[[ Exercise materials, beginning ]]
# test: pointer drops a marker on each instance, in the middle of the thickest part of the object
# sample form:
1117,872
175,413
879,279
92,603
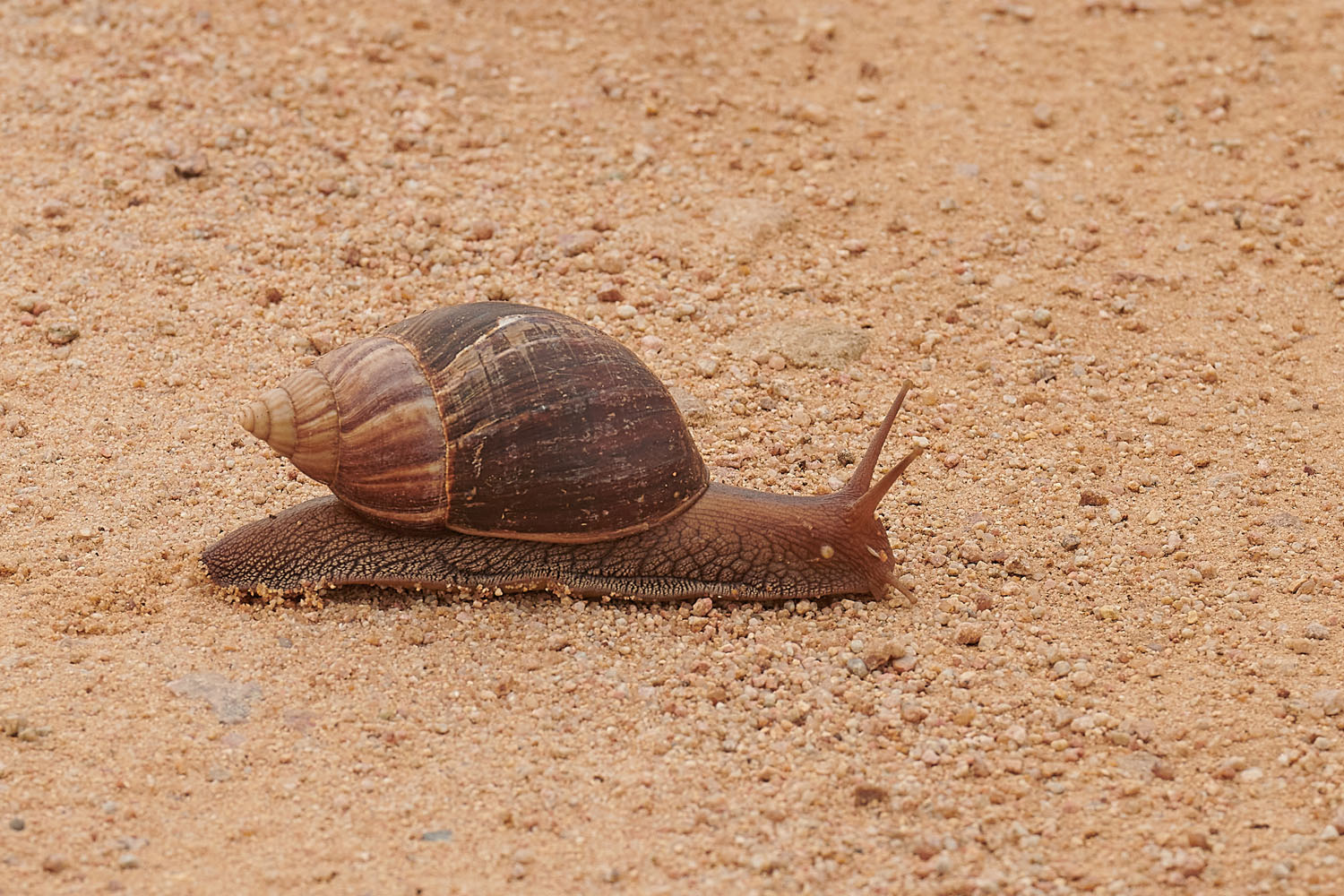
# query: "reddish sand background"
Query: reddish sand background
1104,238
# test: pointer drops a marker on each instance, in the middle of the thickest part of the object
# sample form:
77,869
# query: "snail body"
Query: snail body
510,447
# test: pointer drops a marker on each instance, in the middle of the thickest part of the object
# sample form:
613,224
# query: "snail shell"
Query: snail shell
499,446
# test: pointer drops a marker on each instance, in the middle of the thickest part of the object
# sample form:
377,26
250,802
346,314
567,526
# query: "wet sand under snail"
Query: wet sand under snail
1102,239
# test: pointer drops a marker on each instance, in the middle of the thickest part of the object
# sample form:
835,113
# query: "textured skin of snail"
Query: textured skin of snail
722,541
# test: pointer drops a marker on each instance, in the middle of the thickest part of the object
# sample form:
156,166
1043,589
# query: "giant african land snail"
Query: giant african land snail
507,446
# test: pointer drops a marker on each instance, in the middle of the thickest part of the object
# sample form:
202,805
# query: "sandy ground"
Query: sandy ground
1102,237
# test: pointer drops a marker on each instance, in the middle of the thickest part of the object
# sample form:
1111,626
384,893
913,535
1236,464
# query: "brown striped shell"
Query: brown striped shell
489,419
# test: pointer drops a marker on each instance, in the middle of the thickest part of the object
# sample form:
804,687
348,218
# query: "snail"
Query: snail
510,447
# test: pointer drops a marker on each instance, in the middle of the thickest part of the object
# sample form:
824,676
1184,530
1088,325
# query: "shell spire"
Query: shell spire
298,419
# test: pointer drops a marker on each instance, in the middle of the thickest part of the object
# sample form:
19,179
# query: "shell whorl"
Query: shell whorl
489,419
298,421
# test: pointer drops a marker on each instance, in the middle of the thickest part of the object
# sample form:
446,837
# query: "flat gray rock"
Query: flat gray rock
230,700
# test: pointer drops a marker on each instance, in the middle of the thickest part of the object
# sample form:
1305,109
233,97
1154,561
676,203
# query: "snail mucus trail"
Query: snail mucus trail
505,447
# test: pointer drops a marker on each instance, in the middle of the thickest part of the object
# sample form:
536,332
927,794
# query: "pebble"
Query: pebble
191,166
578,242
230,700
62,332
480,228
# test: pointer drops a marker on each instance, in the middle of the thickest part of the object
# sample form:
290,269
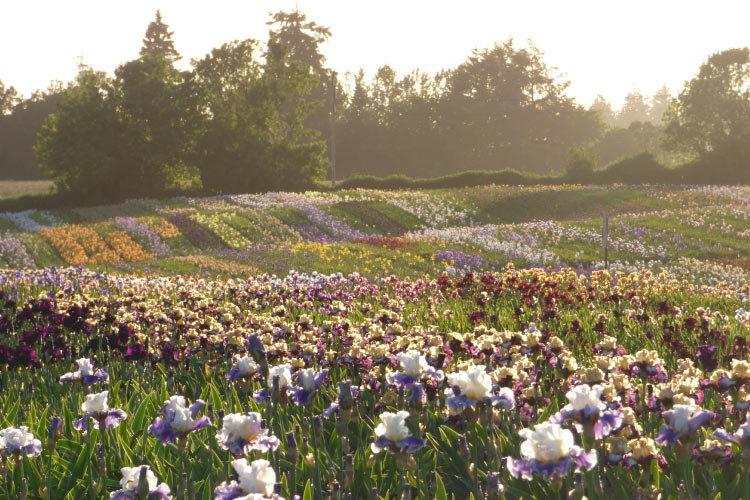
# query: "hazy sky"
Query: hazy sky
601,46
[[ Exercise materials, end ]]
[[ Exercise materials, beginning ]]
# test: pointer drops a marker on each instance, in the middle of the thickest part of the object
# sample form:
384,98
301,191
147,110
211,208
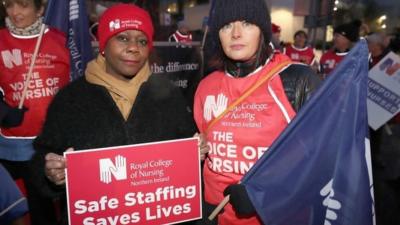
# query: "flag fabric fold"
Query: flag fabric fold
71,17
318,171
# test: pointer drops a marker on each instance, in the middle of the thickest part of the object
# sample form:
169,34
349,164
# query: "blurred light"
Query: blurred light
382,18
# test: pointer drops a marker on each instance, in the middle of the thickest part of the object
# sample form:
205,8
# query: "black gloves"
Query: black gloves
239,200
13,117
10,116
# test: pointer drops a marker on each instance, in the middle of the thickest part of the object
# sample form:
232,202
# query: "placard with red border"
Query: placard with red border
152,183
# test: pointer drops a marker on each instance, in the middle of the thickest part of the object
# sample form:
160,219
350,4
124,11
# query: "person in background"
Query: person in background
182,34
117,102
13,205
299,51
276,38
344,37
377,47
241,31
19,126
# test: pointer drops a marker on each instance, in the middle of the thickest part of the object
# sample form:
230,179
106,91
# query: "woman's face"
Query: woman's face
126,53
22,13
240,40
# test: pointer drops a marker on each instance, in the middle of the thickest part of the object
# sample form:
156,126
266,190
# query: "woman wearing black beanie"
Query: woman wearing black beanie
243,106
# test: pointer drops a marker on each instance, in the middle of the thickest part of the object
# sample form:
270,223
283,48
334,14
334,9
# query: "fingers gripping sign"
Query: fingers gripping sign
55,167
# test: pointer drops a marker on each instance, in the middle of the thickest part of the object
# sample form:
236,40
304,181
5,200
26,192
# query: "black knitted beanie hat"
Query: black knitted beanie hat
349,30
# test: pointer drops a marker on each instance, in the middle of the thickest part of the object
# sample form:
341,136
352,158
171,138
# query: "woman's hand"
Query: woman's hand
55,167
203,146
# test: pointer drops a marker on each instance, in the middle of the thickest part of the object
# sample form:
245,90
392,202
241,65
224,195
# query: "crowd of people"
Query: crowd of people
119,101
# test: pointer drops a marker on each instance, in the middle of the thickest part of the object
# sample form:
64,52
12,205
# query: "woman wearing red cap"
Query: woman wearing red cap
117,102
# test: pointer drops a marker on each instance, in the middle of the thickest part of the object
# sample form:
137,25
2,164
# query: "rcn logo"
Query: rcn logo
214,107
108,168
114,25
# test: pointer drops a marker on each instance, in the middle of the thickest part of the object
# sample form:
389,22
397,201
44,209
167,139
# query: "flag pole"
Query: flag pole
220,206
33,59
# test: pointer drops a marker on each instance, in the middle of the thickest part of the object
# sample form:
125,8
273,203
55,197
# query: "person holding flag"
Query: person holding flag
[[ Exercise materials, end ]]
Activity: Return all lines of the material above in which "holding" occurs.

Output for this task:
# query: "person holding flag"
Query: person holding flag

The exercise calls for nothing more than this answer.